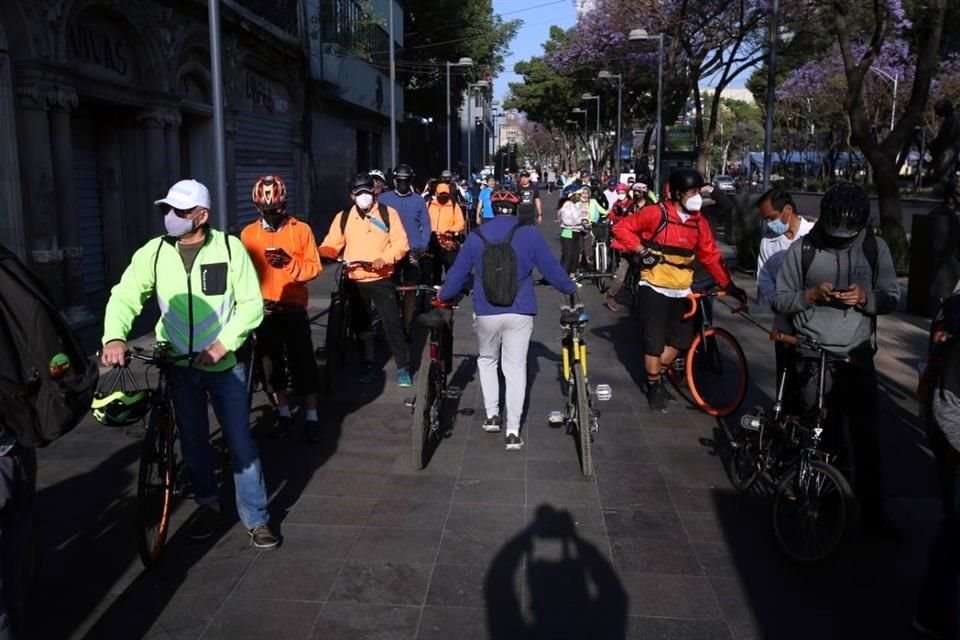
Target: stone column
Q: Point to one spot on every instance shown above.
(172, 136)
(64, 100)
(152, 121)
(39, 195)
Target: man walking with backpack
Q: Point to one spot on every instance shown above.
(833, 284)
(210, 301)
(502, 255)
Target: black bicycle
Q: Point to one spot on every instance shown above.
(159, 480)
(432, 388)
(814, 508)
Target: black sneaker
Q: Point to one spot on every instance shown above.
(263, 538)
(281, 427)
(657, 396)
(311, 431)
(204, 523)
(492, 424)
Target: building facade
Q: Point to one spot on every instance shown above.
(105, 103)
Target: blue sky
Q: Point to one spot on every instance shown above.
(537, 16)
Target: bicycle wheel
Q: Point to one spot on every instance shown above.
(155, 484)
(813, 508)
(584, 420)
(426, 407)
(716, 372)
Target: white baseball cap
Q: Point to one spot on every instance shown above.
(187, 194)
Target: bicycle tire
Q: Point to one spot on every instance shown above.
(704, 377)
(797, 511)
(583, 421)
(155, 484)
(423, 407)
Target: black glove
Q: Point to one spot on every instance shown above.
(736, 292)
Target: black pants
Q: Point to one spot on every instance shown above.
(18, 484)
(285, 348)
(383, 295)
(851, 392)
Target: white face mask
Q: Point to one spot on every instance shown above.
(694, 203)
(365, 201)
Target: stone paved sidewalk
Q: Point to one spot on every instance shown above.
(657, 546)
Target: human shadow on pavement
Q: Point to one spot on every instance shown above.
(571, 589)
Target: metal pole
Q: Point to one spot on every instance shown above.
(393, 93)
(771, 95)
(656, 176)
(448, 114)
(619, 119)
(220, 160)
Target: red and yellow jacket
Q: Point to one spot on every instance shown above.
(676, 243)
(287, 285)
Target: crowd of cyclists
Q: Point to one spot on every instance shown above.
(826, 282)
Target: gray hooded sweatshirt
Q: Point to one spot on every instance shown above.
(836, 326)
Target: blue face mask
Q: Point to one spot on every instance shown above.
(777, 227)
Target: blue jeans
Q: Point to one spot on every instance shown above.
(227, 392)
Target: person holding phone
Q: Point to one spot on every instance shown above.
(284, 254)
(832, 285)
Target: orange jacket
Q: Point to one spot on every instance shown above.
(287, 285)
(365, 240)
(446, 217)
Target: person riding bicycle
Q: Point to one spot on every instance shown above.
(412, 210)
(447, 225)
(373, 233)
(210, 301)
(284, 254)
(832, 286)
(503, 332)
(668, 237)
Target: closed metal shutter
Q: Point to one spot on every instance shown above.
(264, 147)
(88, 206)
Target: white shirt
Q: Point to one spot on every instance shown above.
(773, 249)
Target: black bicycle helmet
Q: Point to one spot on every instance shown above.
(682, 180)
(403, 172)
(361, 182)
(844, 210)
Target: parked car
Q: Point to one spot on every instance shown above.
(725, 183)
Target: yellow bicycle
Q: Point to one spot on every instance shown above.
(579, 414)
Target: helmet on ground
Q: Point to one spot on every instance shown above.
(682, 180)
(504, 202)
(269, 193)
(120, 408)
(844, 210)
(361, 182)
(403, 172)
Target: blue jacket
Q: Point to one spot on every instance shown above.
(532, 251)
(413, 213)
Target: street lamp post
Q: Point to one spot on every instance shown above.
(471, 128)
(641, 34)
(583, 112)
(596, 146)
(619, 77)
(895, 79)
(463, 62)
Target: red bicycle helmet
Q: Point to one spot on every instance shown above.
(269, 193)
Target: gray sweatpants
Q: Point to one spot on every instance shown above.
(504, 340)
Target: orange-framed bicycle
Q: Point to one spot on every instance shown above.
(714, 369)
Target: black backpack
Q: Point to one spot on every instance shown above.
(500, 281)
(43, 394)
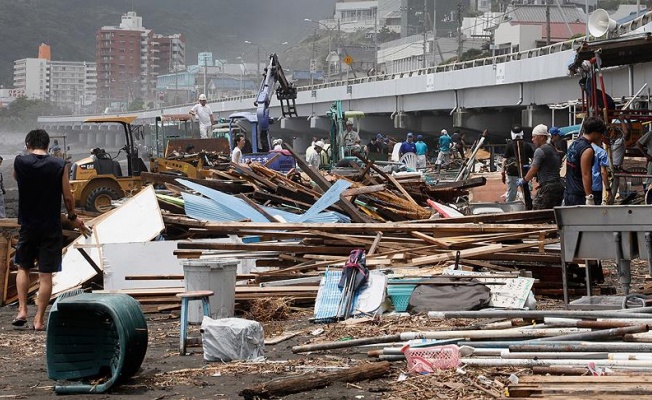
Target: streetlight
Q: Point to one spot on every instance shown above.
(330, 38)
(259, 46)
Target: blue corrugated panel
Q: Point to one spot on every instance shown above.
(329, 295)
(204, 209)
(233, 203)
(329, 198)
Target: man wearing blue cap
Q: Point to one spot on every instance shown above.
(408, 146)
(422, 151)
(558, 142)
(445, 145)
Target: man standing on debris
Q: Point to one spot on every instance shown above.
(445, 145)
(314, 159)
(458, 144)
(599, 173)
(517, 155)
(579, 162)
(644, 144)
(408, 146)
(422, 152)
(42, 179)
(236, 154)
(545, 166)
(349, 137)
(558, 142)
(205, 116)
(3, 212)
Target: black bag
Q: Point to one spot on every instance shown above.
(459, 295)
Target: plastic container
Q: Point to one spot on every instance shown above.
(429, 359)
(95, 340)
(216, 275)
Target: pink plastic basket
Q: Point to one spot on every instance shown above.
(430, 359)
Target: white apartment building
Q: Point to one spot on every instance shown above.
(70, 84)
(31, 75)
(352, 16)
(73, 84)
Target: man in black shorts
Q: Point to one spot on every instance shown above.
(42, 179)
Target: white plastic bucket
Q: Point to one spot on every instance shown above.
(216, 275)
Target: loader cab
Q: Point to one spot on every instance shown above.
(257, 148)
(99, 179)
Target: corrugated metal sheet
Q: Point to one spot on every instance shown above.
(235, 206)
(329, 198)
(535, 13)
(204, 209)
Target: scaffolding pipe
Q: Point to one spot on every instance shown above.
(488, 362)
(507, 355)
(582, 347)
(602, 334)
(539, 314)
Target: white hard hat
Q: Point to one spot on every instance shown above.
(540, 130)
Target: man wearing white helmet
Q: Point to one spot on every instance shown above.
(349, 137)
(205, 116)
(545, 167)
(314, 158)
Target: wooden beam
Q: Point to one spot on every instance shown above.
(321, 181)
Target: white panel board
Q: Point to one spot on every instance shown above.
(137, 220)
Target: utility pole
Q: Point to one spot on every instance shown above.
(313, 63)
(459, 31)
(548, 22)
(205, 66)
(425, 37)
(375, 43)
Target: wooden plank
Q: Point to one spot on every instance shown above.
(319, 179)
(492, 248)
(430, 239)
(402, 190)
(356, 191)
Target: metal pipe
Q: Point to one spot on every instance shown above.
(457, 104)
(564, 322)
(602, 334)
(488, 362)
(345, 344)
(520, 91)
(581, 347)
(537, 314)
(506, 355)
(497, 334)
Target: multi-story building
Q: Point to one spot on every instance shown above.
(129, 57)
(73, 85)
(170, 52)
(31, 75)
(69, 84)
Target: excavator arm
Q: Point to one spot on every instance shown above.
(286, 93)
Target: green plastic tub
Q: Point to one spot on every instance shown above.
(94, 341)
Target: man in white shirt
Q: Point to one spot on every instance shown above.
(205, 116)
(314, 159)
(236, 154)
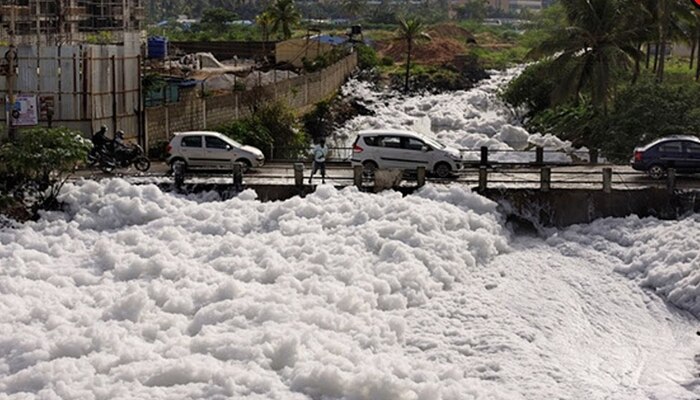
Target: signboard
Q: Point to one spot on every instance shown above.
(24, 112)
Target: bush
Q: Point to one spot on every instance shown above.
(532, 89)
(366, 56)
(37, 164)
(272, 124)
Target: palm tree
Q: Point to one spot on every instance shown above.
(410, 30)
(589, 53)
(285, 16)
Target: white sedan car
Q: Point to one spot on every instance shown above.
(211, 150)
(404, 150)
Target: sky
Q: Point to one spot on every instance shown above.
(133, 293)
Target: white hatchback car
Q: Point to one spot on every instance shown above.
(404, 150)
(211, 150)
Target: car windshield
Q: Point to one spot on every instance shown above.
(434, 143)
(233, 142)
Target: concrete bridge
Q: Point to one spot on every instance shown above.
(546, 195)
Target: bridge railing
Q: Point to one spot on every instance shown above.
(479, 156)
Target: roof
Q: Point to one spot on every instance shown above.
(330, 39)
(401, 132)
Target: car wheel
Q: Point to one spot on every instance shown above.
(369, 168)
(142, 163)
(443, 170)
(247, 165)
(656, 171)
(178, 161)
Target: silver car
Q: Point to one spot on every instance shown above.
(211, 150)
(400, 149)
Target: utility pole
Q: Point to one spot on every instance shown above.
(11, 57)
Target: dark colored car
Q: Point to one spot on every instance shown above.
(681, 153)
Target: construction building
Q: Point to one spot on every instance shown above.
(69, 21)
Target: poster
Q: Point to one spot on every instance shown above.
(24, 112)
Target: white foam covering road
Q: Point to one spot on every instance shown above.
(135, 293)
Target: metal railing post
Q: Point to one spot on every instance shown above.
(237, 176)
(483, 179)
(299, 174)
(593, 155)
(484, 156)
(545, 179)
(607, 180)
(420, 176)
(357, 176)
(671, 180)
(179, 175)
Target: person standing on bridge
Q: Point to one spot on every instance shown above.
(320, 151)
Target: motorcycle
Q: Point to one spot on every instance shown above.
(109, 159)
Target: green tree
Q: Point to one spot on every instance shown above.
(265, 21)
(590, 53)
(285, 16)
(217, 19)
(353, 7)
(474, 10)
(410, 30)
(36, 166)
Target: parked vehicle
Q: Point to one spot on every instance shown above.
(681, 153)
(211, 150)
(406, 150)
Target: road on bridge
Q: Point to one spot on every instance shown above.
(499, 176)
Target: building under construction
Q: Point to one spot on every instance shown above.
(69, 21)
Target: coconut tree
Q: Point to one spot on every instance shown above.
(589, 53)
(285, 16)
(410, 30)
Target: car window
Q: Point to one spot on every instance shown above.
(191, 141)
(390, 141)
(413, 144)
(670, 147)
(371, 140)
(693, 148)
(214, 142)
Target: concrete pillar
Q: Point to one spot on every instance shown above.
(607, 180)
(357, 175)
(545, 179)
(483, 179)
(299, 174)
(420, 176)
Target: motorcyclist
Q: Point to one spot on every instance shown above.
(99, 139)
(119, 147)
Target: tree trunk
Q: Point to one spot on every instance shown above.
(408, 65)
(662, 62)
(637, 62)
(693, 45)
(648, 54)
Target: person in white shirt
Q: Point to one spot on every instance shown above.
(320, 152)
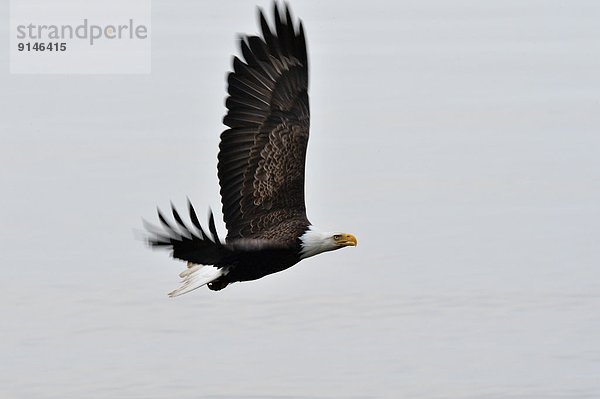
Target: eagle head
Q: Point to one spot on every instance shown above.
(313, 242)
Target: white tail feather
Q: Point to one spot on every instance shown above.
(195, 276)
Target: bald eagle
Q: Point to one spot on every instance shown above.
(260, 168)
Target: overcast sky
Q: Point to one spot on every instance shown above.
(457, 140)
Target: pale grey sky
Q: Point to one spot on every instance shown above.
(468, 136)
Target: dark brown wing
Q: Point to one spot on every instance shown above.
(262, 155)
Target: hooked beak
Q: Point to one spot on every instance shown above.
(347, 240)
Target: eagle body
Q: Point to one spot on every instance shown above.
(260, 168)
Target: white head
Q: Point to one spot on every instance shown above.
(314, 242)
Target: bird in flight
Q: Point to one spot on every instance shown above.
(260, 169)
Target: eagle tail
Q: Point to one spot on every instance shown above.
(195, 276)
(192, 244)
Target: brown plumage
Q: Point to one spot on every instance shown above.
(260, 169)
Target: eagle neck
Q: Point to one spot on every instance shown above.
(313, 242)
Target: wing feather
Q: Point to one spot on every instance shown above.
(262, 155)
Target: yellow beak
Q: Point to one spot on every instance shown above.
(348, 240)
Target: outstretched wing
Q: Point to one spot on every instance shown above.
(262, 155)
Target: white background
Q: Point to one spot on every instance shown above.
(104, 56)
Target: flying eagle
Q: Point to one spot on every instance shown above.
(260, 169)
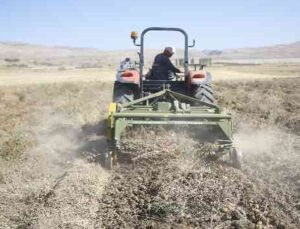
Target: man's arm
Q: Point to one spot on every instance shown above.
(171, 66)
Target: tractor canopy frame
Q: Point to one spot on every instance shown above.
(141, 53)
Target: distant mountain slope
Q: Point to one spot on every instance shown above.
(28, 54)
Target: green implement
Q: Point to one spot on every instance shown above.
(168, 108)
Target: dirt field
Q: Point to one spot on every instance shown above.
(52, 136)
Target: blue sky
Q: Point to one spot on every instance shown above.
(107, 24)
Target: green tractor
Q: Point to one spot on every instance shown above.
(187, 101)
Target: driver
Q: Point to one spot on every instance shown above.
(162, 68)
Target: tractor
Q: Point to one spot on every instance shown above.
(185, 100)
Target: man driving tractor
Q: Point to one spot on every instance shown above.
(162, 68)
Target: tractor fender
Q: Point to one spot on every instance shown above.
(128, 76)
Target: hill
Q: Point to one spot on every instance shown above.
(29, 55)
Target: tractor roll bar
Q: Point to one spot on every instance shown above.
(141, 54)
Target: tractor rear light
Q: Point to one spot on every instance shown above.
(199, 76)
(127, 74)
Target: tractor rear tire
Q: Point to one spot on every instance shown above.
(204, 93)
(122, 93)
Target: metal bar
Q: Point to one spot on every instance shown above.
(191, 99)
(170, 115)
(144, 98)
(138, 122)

_Exercise_
Where a line of the records above holds the word "backpack", copy that line.

_Finished task_
Target: man walking with backpack
Target: black backpack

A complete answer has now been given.